══ Given data ══

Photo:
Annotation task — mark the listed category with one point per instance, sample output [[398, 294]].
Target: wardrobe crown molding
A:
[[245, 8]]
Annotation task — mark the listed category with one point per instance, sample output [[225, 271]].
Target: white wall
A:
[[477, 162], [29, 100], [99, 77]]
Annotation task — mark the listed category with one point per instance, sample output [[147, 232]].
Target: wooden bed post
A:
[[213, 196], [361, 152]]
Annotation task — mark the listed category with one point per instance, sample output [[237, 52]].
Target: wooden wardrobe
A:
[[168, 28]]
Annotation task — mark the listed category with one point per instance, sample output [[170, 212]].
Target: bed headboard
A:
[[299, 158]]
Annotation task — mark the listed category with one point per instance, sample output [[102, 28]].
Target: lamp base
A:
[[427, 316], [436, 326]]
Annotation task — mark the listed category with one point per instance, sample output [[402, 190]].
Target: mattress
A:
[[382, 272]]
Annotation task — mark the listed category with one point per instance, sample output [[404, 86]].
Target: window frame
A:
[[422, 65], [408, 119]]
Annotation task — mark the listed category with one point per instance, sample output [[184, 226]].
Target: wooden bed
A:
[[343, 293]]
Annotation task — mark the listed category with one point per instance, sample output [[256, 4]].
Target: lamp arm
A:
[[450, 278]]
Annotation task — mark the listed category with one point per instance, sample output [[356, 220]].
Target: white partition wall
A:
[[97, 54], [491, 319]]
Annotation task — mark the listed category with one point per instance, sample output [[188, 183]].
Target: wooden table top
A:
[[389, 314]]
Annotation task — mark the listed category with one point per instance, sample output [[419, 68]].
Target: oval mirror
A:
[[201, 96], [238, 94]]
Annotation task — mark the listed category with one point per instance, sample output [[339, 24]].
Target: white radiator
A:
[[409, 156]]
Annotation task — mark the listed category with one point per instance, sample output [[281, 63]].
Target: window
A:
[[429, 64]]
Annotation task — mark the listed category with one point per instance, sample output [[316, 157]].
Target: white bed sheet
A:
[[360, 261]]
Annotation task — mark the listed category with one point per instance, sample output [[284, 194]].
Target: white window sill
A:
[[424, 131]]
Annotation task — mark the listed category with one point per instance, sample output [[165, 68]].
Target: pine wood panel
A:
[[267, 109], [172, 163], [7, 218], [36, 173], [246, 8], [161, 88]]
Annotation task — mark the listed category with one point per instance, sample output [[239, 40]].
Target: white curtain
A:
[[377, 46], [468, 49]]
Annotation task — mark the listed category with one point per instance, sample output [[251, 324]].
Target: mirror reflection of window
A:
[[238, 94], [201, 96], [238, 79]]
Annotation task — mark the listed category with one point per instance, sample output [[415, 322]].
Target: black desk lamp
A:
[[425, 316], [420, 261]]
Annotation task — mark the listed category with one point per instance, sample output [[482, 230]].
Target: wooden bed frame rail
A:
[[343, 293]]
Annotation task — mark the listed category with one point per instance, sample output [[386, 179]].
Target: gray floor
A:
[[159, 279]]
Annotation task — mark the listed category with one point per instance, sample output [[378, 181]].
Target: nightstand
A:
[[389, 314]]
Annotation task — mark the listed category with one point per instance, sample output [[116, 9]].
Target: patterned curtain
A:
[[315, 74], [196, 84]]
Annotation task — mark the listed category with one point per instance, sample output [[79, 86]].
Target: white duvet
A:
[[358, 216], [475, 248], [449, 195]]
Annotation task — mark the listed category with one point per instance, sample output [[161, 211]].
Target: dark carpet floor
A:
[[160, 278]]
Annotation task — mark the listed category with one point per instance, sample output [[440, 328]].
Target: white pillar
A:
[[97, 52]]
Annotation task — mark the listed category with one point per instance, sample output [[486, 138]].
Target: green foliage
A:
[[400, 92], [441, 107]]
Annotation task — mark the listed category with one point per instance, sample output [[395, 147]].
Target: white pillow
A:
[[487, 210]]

═══

* Exercise brief
Update the data above by replacing every instance of "Target" with "Category", keeping all other text unchanged.

* Correct answer
Photo:
Annotation task — mark the listed category with one point per instance, sample output [[398, 294]].
Category: wardrobe crown molding
A:
[[245, 8]]
Annotation task — mark the listed category with one point per instance, sample output [[225, 271]].
Category: white wall
A:
[[477, 162], [29, 100], [99, 77]]
Annotation task — mark the listed category with one point per instance, sample output [[147, 232]].
Category: wooden bed post
A:
[[213, 196], [361, 152]]
Annotation task — mark the listed category with one point per instance, sample output [[237, 52]].
Category: wooden wardrobe
A:
[[168, 28]]
Annotation task — mark the listed category with one point per instance, sample output [[170, 212]].
Category: bed headboard
A:
[[299, 158]]
Annotation task — mark the listed category with one point per instance, sample output [[102, 28]].
Category: lamp base
A:
[[427, 316], [436, 326]]
Annotation task — mark the listed category with one point per instance, sample output [[402, 190]].
Category: mattress
A:
[[382, 272]]
Annotation task — mark the listed category with one point per instance, sample output [[404, 86]].
Category: window frame
A:
[[422, 65], [408, 119]]
Annotation task — mark the listed category with one point per instance, sample output [[184, 226]].
Category: wooden bed
A:
[[343, 293]]
Annotation task — mark the listed category with one point per instance, sample output [[256, 4]].
Category: lamp arm
A:
[[450, 278]]
Annotation task — mark the listed category with one point per instance, sample output [[356, 220]].
Category: white partition wall
A:
[[97, 54], [491, 319]]
Annotation task — mark the listed category with one point per instance, sample output [[188, 183]].
Category: wooden table top
A:
[[389, 314]]
Annotation task — mark the listed category with one point per instance, sample output [[419, 68]].
Category: oval mirror
A:
[[201, 96], [238, 94]]
Annotation task — mark the listed category with one point per instance, sample output [[339, 24]].
Category: white radiator
A:
[[409, 156]]
Annotation task — mark the listed category with one point per instance, sample output [[281, 63]].
Category: window
A:
[[429, 64]]
Annotation task — mark the listed category with one point per instance, sample output [[316, 157]].
Category: white bed sheet
A:
[[360, 261]]
Annotation task — mark the listed category with one point per instance, sample output [[284, 194]].
Category: white window sill
A:
[[424, 131]]
Annotation task — mark the listed category with one point per instance, sample output [[165, 68]].
Category: pine wood panel
A:
[[267, 109], [172, 163], [7, 218], [36, 173], [246, 8], [161, 88]]
Annotation task — mark the listed category with one point per instance, sample output [[239, 40]].
Category: white curtain
A:
[[377, 46], [468, 49]]
Annotation task — mark the listed category with one point per instance, sample output [[251, 324]].
Category: mirror reflection of window
A:
[[238, 94], [201, 96], [238, 79]]
Annotation task — mark the listed category with one point per instance, sample output [[415, 322]].
Category: black desk lamp
A:
[[425, 316], [420, 261]]
Annotation task — mark the listed category with one point per instance, sample output [[482, 230]].
Category: wooden bed frame rail
A:
[[343, 293]]
Annotation task — mark the listed category with one point per instance, sample output [[386, 179]].
Category: gray floor
A:
[[159, 279]]
Annotation task — mark the listed category with one point per instance, sample output [[378, 181]].
Category: nightstand
A:
[[389, 314]]
Annotation task — mark the listed category with one point per instance, sample output [[116, 9]].
Category: patterned curtain
A:
[[315, 74], [196, 84]]
Annotation task — mark the listed category with one point per instance, sample output [[79, 86]].
Category: white duvet
A:
[[358, 216], [475, 248], [449, 195]]
Annotation task — mark the listed category with one point per instance, sample output [[161, 211]].
Category: dark carpet floor
A:
[[160, 278]]
Annotation task — mark the listed category with one point per instance, sample output [[440, 328]].
Category: white pillar
A:
[[97, 52]]
Annotation task — mark the listed category with one point per instance, sample output [[486, 138]].
Category: green foliage
A:
[[400, 92], [441, 107]]
Annotation task — mark the listed category with one point per instance, sample output [[395, 147]].
Category: white pillow
A:
[[487, 210]]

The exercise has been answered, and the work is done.